_Reading passage:_
◇ ◇ ◇ ◇ ◇

Despite the 2014 legislation, the deportations, and the growing awareness of the tragedy taking place on the sugar plantations in the Dominican Republic, the United States continues to uphold preferential trade agreements with sugar companies operating out of the DR. The US currently buys sugar from the Dominican Republic at roughly twice the world price, ensuring that these companies have a market and that this labor system continues. While sugar from the Dominican Republic is only a small percentage of total sugar imports, the US is still the biggest consumer of Dominican sugar in the world.
In other words, the US has the power to control the future of the sugar industry in the Dominican Republic, and the lives of the stateless migrant workers trapped there. To date, it has chosen not to. This, one can assume, is largely due to the fact that taking action against agricultural labor practices in another country would be immensely hypocritical, considering the United States’ own approach to securing migrant laborers in agriculture.
The Bigger Picture
Trump’s comments about immigrants from Haiti, El Salvador, and African countries are abhorrent, but not surprising. As one of the wealthiest countries on the planet, many of us have this elitist notion that poor countries need only be more like us in order to stabilize their economies, end social upheaval, and improve the lives of citizens. Their problems are entirely their own fault, and the solutions are entirely ours.
While this logic is inherently flawed on many levels, in particular it ignores the fact that the US has played a huge role in destabilizing smaller, less powerful countries for its own benefit (think Central America in the 50’s and 60’s, NAFTA and Mexico, etc). The example of American sugar companies in the Dominican Republic, and the sugar industry’s dependence on migrant laborers from Haiti, is no exception.
Of course, this is only one small piece of Haiti’s history, but one that the US has had an enormous influence on for many years. Haiti has also faced political corruption, what seems like a marathon of natural disasters and epidemics, and insufficient aid in order to get back on its feet. Yet, perhaps feigning ignorance, Americans continue to wonder why so many people look to the United States for a chance to start over.
I wanted to write this to demonstrate one example of how we, American consumers, have tangibly benefited from racism and xenophobia in our food system without even knowing it. It has meant the success of our sugar enterprises in the Caribbean for over a century. It has meant a constant and growing supply of cheap sugar (and by extension cheap products that contain it) at all costs. But the Trump era has, if nothing else, been a badly needed awakening for those of us who have been willfully ignorant of this institutionalized racism, which we benefit from as others suffer silently. We consumers are slowly gaining consciousness of where our food comes from, how it’s produced, and who is affected along the way. I hope that this awareness translates into a change in the way we make decisions around our food. I hope we can begin to collectively demand better labor practices in our food system. It is because of us that these practices exist today, and our efforts to end them are long overdue.

◇ ◇ ◇ ◇ ◇

_Exercise requirements:_
Decide whether each statement agrees with the passage on Dominican sugar, answering yes or no and quoting the words of the passage that decide it.
1. The United States pays about double the world price for sugar from the Dominican Republic.
2. Dominican sugar makes up most of the sugar the United States imports.
3. Haiti has had enough aid to recover.

Source records
◇ ◇ ◇ ◇ ◇

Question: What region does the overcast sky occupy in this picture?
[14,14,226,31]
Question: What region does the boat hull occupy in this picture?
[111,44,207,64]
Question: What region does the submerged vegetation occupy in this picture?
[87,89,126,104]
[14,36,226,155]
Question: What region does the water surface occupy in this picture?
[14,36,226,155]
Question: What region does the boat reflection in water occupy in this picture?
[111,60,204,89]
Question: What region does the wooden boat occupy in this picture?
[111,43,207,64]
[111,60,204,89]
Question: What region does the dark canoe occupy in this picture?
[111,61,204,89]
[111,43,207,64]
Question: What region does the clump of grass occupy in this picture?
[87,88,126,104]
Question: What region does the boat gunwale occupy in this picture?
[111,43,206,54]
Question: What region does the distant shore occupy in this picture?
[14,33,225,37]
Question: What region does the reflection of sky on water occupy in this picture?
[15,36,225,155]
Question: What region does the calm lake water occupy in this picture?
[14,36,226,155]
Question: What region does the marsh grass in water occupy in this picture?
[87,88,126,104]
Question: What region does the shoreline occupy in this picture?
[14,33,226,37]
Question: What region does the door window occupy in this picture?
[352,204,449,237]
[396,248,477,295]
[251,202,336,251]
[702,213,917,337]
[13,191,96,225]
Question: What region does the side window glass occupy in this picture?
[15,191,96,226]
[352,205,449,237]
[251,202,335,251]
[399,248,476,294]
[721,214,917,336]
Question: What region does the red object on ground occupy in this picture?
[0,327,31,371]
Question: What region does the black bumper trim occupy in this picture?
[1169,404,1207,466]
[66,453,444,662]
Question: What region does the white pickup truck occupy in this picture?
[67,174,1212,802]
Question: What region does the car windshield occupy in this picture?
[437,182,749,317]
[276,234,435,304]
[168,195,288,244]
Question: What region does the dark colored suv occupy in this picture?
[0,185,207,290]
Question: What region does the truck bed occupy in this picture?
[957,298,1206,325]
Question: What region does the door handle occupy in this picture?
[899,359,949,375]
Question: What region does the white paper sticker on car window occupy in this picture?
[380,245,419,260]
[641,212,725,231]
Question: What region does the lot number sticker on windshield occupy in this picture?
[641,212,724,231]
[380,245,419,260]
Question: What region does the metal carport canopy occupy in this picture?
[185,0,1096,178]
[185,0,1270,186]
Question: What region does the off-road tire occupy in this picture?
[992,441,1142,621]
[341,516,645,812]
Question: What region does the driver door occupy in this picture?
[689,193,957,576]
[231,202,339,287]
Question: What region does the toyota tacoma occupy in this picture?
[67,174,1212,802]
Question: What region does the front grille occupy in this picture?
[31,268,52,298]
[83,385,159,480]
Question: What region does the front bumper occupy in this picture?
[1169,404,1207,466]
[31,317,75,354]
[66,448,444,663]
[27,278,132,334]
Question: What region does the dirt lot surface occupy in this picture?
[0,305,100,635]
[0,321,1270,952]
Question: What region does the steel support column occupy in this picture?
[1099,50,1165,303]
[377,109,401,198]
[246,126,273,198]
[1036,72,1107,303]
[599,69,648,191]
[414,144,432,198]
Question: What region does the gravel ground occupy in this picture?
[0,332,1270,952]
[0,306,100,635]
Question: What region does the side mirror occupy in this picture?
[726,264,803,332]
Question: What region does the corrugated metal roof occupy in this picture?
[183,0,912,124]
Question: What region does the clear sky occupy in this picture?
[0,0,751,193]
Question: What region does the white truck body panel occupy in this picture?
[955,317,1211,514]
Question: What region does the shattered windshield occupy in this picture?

◇ ◇ ◇ ◇ ◇

_Finished task:_
1. Yes: "The US currently buys sugar from the Dominican Republic at roughly twice the world price"
2. No: "sugar from the Dominican Republic is only a small percentage of total sugar imports"
3. No: "insufficient aid in order to get back on its feet"